Red Alert

How we think about war and peace

Posted by Phil Twyford on April 8th, 2010

Dark Journey cover pic

ANZAC Day is almost on us.  Each year around this time the North Shore Labour Electorate Committee puts on an event to commemorate the sacrifice made by Jack Lyon. Lyon was the MP for the old seat of Waitemata 1935-41. He gave up his seat in Parliament and volunteered to fight fascism in Europe. He was killed in action during the evacuation of Crete. See this post on last year’s event for more on Jack Lyon.

This year Glyn Harper will deliver the Jack Lyon Memorial Lecture.  Professor Harper is one of our leading military historians and author of the acclaimed Dark Journey, an account of the three key New Zealand battles of the Western Front in World War Two. He will talk about the tension in New Zealand’s past and present between on one hand the horror of war and the determination to avoid it at all costs, and on the other, our idealistic urge to take up arms when the call comes.

That tension is reflected in the life of Jack Lyon who was a democratic socialist and internationalist, but who was also a soldier in two world wars and altered his age in 1914 and again in 1939 to ensure that he would see overseas service.  The lecture will  look at other New Zealand MPs who shared Jack Lyon’s fate in 1941. It will attempt to make sense of why men like Jack Lyon felt compelled to fight and explore whether this tension can be reconciled.  For more on the event, click here.


10 Responses to “How we think about war and peace”

  1. Spud says:

    Brave people indeed. :-)

  2. Tracey says:

    I’m always fascinated by how many ex soldiers consider themselves pacifists upon their return. I canno timagine what war is/was like, what I do know is how lucky I count myself to have never known.

    On guy fawkes night, I often find my thoughts drifting to combat/war zones around the world, multiplying the noise and the quantity and thinking Holy &$%#

  3. jennifer says:

    I wonder if the incumbent MP and defense minister will show up?

  4. Anne says:

    I can confirm the huge success of last year’s event. Bob Tizard’s address prompted me to visit our local library and read more about the German invasion of Crete. It transpires that British intelligence had cracked the German communication code and they (and Churchill of course) knew exactly where and when the invasion was to take place. Because they didn’t want the Germans to know they knew the code, the information was with-held from the Allied troops culminating in huge loss of life. Such is war!

  5. Spud says:

    Yes, Anne is back! Hi :-D

  6. Falafulu Fisi says:

    My granddad got involved in the operation in the Solomon Isles against the Japs over there. His small Tongan contingent was attached to the US Marines which they fought alongside them in the Solomon Isles. The US had a few army bases scattered throughout the main Island in Tongatapu and there was one in my village. Granddad past away about 2 decades ago, but when I was young, he talked about his experience over at the Solomon Isles which was horrific in his words but also moving to hear him. He praised the courage of the US marines.

● **BRIEF**
Resume the blog post on war and peace and its reader responses, starting immediately after the final sentence shown.

[Stored records]
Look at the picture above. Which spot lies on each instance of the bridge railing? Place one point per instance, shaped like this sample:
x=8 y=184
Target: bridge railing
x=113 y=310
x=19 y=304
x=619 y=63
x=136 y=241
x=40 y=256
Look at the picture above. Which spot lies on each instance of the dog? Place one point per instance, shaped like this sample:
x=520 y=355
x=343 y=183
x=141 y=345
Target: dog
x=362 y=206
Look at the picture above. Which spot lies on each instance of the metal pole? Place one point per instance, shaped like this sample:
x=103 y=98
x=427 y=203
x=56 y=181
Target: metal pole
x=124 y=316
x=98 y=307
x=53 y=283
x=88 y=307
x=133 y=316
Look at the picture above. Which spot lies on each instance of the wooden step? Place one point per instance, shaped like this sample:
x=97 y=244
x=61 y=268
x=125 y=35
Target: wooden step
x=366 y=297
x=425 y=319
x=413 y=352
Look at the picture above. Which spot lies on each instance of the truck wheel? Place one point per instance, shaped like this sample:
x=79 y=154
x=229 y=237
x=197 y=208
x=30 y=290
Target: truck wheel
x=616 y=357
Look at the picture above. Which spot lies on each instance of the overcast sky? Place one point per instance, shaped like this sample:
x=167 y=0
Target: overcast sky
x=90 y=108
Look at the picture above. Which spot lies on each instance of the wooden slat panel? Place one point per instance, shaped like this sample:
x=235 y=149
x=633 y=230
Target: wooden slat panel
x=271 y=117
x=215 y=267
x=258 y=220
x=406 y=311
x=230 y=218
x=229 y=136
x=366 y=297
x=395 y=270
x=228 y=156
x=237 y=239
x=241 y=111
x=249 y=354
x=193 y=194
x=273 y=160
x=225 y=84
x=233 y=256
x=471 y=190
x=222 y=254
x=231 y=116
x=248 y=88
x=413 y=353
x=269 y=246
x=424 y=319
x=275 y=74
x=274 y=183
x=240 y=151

● **REPLY**
    The only time he had a smile was when he said the Tongans had to climb up coconut trees to pick coconuts for everyone to drink, because the Americans had never climbed up coconut trees before or ever seen one before. He himself had to climb up to 8 coconut trees a day (20 meters tall or even higher) because there were too many of them to get a coconut for each person.

  7. Anne says:

    It’s a small world Falafulu Fisi. My late father, a former British and NZ army officer, trained many of the Pacific Island soldiers and he was based for much of the war in Nukualofa. He lead the Tongan contingent to the Solomon Islands. We have a painting of our father’s depicting the historic landing at Bougainville. Your grandfather must have known him. I also remember my father talking about his experiences there and it was certainly terrifying stuff.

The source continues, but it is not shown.